What the exercise asks: Retype verbatim the lines of the listing, from the very first through the line with "rings combine even-odd".

Supplied material:
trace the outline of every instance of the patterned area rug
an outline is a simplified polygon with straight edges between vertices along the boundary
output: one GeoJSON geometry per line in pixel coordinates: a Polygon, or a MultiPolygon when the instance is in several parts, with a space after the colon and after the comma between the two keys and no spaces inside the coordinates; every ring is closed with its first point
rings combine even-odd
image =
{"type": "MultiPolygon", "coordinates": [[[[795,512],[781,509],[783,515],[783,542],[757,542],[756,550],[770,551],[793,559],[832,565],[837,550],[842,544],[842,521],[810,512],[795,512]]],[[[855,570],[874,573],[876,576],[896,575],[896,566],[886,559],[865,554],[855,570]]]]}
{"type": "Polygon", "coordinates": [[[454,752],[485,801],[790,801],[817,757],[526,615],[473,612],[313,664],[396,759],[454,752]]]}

Exercise output:
trace the outline of every instance of the patterned area rug
an outline is a simplified polygon with straight edges between vertices along the boundary
output: one GeoJSON geometry per line in pixel coordinates: a Polygon, or a MultiPolygon when the instance is in several parts, with a space after the colon and after the comma between the two keys and no spaces inside the coordinates; every ring is closed with its first point
rings combine even-odd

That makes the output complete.